■ Directive ■
Copy the rows below word for word, from the first line through the line containing "[(93, 136)]", including that line. Leave the pictures out.

>> Begin Stored data

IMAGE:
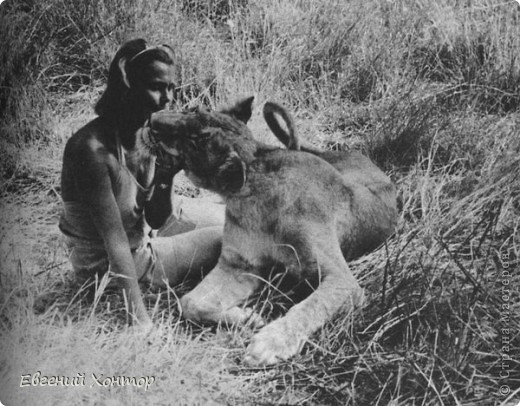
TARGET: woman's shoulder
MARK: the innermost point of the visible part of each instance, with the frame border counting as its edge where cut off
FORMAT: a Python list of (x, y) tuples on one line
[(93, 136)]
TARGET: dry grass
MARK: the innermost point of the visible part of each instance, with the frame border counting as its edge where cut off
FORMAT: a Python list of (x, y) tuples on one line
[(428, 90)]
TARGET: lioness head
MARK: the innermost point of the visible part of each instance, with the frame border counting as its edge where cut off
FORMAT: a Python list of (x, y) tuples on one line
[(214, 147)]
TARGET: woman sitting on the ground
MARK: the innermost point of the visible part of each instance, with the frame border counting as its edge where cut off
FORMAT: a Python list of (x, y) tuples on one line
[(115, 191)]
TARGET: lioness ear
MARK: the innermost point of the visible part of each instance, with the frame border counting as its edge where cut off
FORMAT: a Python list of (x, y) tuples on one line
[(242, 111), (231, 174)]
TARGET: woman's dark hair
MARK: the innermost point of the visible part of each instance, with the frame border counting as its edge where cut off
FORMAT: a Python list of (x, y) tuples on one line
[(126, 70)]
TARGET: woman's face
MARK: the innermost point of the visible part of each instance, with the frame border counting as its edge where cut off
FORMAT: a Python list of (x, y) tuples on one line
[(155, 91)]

>> End Stored data

■ Task answer ■
IMAGE:
TARGET: woman's shoulder
MARK: the innermost point of the visible part of each instance, with the frame border counting as its edge where cut off
FORMAT: a Python list of (x, y) tuples on one line
[(93, 136)]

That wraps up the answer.